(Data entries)

+-------+

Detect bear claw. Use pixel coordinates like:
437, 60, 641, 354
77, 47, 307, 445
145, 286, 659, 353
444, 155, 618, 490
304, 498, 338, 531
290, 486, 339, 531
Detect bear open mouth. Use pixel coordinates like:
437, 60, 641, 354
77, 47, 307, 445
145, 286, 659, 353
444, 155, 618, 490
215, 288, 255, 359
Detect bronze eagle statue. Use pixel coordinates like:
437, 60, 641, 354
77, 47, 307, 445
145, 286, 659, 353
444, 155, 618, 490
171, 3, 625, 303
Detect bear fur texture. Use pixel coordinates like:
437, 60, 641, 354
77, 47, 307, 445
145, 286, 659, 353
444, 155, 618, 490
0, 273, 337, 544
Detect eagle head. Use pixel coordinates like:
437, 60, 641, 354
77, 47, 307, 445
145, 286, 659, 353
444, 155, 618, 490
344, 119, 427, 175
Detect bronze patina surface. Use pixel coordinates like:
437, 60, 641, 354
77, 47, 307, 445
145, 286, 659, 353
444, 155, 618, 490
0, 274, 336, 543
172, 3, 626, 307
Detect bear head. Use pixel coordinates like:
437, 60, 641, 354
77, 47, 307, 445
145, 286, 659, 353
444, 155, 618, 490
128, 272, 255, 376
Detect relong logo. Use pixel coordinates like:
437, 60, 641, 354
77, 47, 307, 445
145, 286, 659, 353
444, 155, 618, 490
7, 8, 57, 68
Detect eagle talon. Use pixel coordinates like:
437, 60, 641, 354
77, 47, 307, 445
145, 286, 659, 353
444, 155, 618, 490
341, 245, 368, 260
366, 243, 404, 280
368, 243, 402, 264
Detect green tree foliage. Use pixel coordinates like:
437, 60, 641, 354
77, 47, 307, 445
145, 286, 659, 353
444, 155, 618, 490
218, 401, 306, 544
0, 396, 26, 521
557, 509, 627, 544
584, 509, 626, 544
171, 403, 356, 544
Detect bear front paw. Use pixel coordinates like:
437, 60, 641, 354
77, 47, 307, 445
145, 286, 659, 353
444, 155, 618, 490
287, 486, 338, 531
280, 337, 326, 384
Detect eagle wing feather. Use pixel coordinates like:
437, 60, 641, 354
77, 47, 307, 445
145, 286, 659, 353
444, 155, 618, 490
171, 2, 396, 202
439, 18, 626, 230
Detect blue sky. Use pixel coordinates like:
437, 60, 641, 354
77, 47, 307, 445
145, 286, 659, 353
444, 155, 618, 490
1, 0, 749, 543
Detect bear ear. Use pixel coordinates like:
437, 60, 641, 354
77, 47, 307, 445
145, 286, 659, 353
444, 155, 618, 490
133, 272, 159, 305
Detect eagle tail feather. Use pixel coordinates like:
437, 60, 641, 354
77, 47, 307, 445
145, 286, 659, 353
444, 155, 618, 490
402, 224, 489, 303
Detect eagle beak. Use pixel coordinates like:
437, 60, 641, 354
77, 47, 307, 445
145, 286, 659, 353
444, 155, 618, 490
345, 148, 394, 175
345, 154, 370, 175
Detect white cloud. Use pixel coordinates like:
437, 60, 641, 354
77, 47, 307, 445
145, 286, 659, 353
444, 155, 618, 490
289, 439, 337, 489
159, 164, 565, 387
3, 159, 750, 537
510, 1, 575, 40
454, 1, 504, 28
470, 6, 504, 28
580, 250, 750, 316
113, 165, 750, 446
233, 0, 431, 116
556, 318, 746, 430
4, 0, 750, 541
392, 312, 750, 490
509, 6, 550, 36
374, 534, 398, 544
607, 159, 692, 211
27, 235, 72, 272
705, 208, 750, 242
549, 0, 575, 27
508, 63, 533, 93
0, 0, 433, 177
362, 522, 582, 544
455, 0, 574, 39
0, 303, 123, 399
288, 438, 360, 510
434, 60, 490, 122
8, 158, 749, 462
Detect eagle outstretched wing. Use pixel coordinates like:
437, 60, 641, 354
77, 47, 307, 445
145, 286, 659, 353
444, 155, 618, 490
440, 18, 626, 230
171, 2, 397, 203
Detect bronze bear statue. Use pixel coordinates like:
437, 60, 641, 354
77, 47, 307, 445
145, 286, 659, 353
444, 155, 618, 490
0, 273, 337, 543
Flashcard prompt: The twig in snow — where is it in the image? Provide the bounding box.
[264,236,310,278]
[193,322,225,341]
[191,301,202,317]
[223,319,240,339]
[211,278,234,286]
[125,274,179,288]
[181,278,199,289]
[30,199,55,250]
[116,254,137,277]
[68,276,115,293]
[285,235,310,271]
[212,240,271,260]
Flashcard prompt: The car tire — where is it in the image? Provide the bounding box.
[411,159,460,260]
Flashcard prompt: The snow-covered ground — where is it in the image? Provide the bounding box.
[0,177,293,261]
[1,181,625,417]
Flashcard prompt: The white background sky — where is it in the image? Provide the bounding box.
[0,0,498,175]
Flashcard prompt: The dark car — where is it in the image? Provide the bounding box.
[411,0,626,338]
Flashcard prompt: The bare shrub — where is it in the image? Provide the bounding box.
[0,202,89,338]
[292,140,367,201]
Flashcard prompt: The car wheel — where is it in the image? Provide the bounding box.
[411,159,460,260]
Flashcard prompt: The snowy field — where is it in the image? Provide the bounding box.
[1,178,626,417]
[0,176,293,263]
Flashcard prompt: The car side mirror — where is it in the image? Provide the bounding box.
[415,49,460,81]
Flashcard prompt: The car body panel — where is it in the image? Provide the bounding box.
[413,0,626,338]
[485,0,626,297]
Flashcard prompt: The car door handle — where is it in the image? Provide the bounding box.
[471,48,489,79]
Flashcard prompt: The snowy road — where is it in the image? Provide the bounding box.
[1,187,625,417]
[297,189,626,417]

+-------+

Look for the string "bear" in the data above and return every line that has it.

TASK RESPONSE:
Detect bear claw. Use pixel coordinates like:
Detect bear open mouth. Use pixel coordinates like:
Detect bear fur texture. Use pixel coordinates like:
Detect bear head. Use pixel coordinates like:
Detect bear front paw. Use pixel coordinates like:
Detect bear ear. Use pixel coordinates like:
Detect bronze bear statue. Use pixel coordinates like:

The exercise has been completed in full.